──────── DATA TO PROCESS ────────
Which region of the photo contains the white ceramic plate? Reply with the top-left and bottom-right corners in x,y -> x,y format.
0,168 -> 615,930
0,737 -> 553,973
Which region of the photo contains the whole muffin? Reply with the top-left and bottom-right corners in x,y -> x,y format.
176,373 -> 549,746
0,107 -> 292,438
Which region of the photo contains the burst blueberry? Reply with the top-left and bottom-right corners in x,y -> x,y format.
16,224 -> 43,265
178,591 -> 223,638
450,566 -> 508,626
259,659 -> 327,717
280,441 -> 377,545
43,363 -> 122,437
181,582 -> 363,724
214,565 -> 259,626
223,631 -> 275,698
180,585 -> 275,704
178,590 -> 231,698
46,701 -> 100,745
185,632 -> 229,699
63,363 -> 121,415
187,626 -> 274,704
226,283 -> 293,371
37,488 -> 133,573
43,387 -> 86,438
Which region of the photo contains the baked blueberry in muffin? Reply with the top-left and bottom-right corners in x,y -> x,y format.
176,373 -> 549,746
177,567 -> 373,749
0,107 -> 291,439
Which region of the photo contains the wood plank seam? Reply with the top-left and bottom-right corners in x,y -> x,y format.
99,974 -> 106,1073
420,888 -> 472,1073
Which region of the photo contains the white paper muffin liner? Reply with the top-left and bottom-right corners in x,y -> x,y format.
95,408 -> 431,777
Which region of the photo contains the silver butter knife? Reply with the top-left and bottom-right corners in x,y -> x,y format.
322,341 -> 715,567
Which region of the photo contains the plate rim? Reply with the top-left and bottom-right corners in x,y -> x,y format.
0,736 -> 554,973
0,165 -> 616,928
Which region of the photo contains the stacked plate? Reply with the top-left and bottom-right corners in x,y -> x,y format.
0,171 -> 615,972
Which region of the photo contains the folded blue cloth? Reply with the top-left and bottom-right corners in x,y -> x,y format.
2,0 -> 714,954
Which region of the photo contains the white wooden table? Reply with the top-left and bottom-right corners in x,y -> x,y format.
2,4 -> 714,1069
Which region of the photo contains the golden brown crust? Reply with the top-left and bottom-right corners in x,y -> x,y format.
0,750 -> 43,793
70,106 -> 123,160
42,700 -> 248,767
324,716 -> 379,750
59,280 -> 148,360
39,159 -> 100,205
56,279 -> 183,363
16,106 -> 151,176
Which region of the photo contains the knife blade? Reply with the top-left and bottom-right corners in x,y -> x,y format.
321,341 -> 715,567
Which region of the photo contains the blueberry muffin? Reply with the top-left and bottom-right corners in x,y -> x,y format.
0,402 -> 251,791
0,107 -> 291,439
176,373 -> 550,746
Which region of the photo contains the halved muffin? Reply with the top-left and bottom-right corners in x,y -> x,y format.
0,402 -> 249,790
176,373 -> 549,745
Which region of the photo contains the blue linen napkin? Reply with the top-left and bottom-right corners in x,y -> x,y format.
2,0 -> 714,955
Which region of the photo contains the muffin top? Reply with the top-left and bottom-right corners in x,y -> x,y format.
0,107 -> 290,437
────────
Which lines run from the one containing "Which region of the photo contains the knife" to the end of the records? Transcribe exactly those, both ends included.

- _WORKED SOLUTION_:
Which region of the photo contains the knife blade? Reply with the top-left and bottom-right corners in x,y -> x,y format.
321,341 -> 715,567
Which region of the photo contains the blueberry muffin? Reply with the top-left and bottom-right corners in x,y -> x,y format.
0,402 -> 251,791
0,107 -> 291,439
176,373 -> 550,746
Which region of the photo contains the halved muffin? Reply with the top-left and bottom-right corners in x,y -> x,y format.
0,402 -> 249,790
176,373 -> 549,745
Which region of the photo contains the blue linen napkin? Reply with the top-left and bottom-right corners in x,y -> x,y format.
2,0 -> 714,955
Which region of the photo contains the muffin top? Reply with the top-left and bottom-right corners in x,y -> x,y format.
0,107 -> 290,437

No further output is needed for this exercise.